### PAGE
Tenzing Norgay wrote about the significance of Yak's where he grew up near Everest. Tenzing wrote:

"The land there is harsh and stony; the weather is bitter; but still we have both agriculture and pasturage. But most important are the yaks. From them we get wool for clothing, leather for shoes, dung for fuel, milk, butter and cheese for food. For the Sherpa, as for all high Himalayan people, the yak is the great staple of life. From it a man can get almost everything he needs to nourish him and keep him warm."

I included this photo of a Tibetian Yak for frame of reference. I think Tenzing forgot to mention that Yak's are also used for transportation, for plowing land and perhaps their skin would be used for making bags and gloves.

In this next photo taken with Mount Everest in the background you see a local farmer plowing land with Yaks.

This next photo is of Tenzing as a young man.

This next photo of Tenzing was taken with his first of three wives and two of his daughters.

### GOALS
1 – Condense the paragraph about yaks beginning "The land there is harsh and stony" into a short bulleted list that keeps its main facts.
2 – Answer these questions using the page on Tenzing Norgay:
(a) Where did Tenzing grow up?
(b) In the photo with Mount Everest in the background, what is the local farmer doing?
(c) How many wives did Tenzing have?
3 – Carry on the piece about Tenzing Norgay and yaks from its final sentence.

[Entries from a dataset]

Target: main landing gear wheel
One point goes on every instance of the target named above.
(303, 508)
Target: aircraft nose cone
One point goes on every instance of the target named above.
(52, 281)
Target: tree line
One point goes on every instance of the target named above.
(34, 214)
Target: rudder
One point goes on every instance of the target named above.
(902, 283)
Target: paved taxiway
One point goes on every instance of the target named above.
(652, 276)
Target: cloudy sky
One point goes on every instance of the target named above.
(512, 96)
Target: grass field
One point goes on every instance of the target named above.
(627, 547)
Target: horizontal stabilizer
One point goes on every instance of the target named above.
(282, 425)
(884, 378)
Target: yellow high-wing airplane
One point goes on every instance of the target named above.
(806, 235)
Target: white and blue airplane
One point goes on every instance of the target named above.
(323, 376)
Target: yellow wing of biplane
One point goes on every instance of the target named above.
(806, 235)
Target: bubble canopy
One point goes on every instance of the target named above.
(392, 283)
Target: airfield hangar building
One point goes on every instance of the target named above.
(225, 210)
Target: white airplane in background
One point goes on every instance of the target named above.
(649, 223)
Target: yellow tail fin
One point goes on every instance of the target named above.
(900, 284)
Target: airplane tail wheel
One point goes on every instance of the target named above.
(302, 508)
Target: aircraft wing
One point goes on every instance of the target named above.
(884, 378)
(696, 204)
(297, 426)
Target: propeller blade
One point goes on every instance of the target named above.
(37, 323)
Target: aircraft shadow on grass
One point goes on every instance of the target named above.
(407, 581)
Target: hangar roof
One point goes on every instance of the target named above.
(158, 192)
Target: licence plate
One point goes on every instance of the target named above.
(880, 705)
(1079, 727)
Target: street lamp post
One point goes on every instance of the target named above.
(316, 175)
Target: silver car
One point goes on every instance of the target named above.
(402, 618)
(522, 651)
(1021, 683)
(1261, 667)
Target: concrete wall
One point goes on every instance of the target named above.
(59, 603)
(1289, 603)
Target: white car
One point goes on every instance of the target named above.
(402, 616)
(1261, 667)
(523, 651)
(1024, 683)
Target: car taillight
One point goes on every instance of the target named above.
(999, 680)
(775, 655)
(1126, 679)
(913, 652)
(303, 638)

### RESULTS BY TASK
1 –
- The land is harsh and stony, and the weather is bitter.
- There is both agriculture and pasturage.
- Yaks matter most. They give wool for clothing, leather for shoes, dung for fuel, and milk, butter and cheese for food.
- For the Sherpa and all high Himalayan people, the yak is the great staple of life.
- A yak provides almost everything a person needs for nourishment and warmth.

2 –
(a) Near Everest.
(b) Plowing land with yaks.
(c) Three.

3 –
Tezning tried to climb Mount Everest 7 times before finally making it. In 1952, Tenzing joined two different Swiss Expedition's and in the second expedition, he climbed to within 800 feet of the summit with Swiss climber Raymond Lambert. Lambert and Tenzing made it up to 28,215 feet (8,599 Meters) and had to turn back.

The reason they had to turn back was because when the got very close to the top, they had a tent, but no sleeping bags, so they almost froze to death at night. This was a powerful lesson learned so in the next attempt, Tenzing and Hillary brought sleeping bags.